*EXERCISE DIRECTIONS*. Print all of the records below again without a single difference.
EXCERPTED DATA below:
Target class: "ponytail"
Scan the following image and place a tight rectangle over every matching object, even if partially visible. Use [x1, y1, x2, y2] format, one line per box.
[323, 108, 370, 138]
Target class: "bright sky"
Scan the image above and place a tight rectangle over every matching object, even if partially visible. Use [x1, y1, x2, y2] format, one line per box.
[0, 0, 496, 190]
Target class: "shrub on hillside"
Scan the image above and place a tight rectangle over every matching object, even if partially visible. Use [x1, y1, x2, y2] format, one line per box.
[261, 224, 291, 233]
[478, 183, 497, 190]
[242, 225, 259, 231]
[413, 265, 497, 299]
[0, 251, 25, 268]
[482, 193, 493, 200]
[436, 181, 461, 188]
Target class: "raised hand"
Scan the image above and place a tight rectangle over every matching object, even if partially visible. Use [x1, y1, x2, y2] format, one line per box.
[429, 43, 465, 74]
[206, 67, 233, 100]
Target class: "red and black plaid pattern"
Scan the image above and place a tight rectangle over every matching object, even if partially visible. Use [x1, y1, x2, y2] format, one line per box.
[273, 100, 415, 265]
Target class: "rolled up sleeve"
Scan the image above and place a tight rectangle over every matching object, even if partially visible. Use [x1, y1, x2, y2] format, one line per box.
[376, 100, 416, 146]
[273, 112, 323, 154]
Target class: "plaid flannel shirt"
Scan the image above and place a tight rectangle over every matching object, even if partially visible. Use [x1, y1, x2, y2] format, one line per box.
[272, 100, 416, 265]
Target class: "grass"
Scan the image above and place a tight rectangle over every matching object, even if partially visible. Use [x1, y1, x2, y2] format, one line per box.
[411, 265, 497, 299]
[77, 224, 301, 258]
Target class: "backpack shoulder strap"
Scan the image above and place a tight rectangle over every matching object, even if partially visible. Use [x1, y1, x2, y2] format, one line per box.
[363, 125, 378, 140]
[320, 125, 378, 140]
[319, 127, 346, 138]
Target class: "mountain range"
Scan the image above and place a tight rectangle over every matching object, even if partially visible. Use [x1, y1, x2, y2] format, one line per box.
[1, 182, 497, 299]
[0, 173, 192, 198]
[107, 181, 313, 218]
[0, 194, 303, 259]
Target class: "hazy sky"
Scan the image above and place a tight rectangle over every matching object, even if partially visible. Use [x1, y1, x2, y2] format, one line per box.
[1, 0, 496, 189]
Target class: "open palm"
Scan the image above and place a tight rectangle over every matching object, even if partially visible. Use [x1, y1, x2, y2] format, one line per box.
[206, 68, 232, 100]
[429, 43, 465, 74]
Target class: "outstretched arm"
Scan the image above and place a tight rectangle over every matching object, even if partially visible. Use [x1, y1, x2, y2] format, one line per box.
End of EXCERPTED DATA.
*ANSWER SPACE*.
Target class: "ponytail"
Scan the following image and place a tight rectangle over every matching object, even if partially visible. Use [x1, y1, x2, y2] format, one line per box.
[323, 108, 370, 138]
Target class: "bright sky"
Scan the image above and place a tight rectangle over every matching object, even if partially visible. Use [x1, y1, x2, y2] format, one line per box.
[0, 0, 496, 190]
Target class: "shrub on hillside"
Scan the image above and place a tight rectangle over every matching object, even if partially visible. Use [x1, y1, x2, y2] format, one line per box.
[261, 224, 291, 233]
[478, 183, 497, 190]
[242, 225, 259, 231]
[413, 265, 497, 299]
[0, 251, 25, 268]
[482, 193, 493, 200]
[436, 181, 461, 188]
Target class: "raised hand"
Scan the image above and place a tight rectangle over every matching object, even if partially visible. Use [x1, y1, x2, y2] format, one line per box.
[429, 43, 465, 74]
[206, 67, 233, 100]
Target class: "red and black plaid pattern"
Scan the image above and place a tight rectangle over every matching object, even if partially visible. Use [x1, y1, x2, y2] format, one line per box.
[273, 100, 415, 265]
Target class: "rolled up sleeve"
Scan the image above and place a tight rectangle over every matching object, even if partially visible. Use [x1, y1, x2, y2] format, one line per box.
[376, 100, 416, 146]
[273, 112, 323, 154]
Target class: "plaid flannel shirt"
Scan the image above and place a tight rectangle over every matching object, even if partially visible. Use [x1, y1, x2, y2] format, one line per box.
[272, 100, 416, 265]
Target class: "grass"
Scan the image above and place a tight rectangle over every matching object, even if partially visible. Use [x1, y1, x2, y2] format, one line per box.
[411, 265, 497, 299]
[77, 224, 301, 258]
Target class: "backpack shoulder strap"
Scan the image above and place a tight rectangle over every matching object, even if partially visible. Use [x1, y1, x2, y2] format, one line per box.
[363, 125, 378, 140]
[320, 125, 378, 140]
[319, 127, 346, 138]
Target class: "mountain range"
Scan the image above and place a tight rectangle over every matching object, even if partially visible. Use [x1, y1, x2, y2] format, one line per box.
[1, 182, 497, 299]
[0, 173, 192, 198]
[107, 181, 313, 218]
[0, 194, 303, 259]
Target class: "hazy sky"
Scan the image above and place a tight rectangle over every matching object, even if partially visible. Use [x1, y1, x2, y2] format, one line per box.
[1, 0, 496, 189]
Target class: "open palm"
Scan the image above and place a tight rectangle over every matching object, even if partially visible. Use [x1, y1, x2, y2] format, one line per box.
[206, 68, 232, 100]
[429, 43, 465, 74]
Target class: "outstretched arm"
Scan the image above and place a tight rectangle over every matching object, even if partially visible. Use [x1, y1, x2, y2] format, one line per box.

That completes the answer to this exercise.